▸ **SOURCE TEXT**:
○ ○ ○ ○ ○ ○ ○

Statistics 1060: Inferences

Statistics 1060:
Test for $\mu$ ( $\sigma$ known)

Null Hypothesis

$H_{0}: \ \mu = \mu_{0}$ ( $\mu_{0}$ specified)

Alternative Hypothesis (choose one of the following)

$\begin{array}{lc} i. & H_{A}: \ \mu > \mu_{0} \\ ii. & H_{A}: \ \mu < \mu_{0} \\ iii. & H_{A}: \ \mu \neq \mu_{0} \end{array}$

i. and ii. are one-sided of one-tailed, iii. is two-sided or two-tailed.

T.S. $z = \frac{\overline{y} - \mu_{0}}{\frac{\sigma}{\sqrt{n}}}$

Calculation of p-value (depends on choice of H_A).

○ ○ ○ ○ ○ ○ ○

▸ **DATA EXTRACT**:
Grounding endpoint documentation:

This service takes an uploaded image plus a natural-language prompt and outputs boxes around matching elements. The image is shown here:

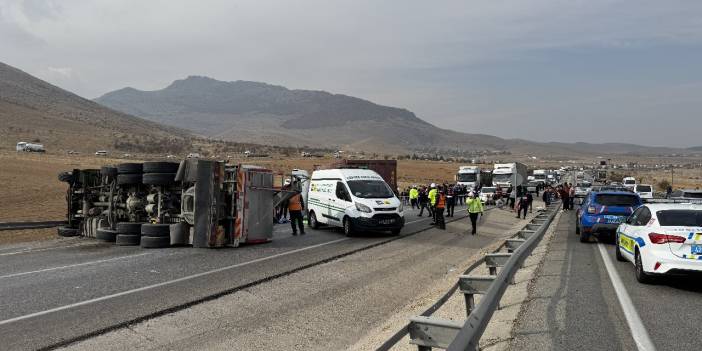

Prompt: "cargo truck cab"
[307,169,405,235]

○ ○ ○ ○ ○ ○ ○

▸ **DIRECTIONS**:
[a] Rewrite the part of the statistics text that begins at the words "Null Hypothesis" and stops after "choice of H_A).", changing "Alternative Hypothesis" to "Research Hypothesis".
[b] In the statistics text, what does the calculation of the p-value depend on?
[c] Carry on the statistics text on testing μ with σ known from the point where it stops.
The material comes from a different source than the statistics text.

▸ **ANSWER LIST**:
[a]
Null Hypothesis

$H_{0}: \ \mu = \mu_{0}$ ( $\mu_{0}$ specified)

Research Hypothesis (choose one of the following)

$\begin{array}{lc} i. & H_{A}: \ \mu > \mu_{0} \\ ii. & H_{A}: \ \mu < \mu_{0} \\ iii. & H_{A}: \ \mu \neq \mu_{0} \end{array}$

i. and ii. are one-sided of one-tailed, iii. is two-sided or two-tailed.

T.S. $z = \frac{\overline{y} - \mu_{0}}{\frac{\sigma}{\sqrt{n}}}$

Calculation of p-value (depends on choice of H_A).

[b] It depends on the choice of H_A, the alternative hypothesis.

[c]
$\begin{array}{lc} i. & p-value = P(Z > z) \\ ii. & p-value = P(Z < z) \\ iii. & p-value = 2P(Z > \vert z\vert) \end{array}$

Draw conclusions. If $\alpha$ decision is to be made and $\alpha$ is specified, reject H₀ if the p-value is less than of equal to $\alpha$ .

Note that the null and alternative hypothesis are specified before the data is collected. If a test is to be conducted at level $\alpha$ , $\alpha$ is specified before data collection.

Confidence Interval for $\mu$ ( $\sigma$ known)

$\begin{displaymath}\overline{x} \pm z^{*}\frac{\sigma}{\sqrt{n}}\end{displaymath}$

Test for $\mu$ ( $\sigma$ unknown and estimated by s)

Null Hypothesis

$H_{0}: \ \mu = \mu_{0}$ ( $\mu_{0}$ specified)

Alternative Hypothesis (choose one of the following)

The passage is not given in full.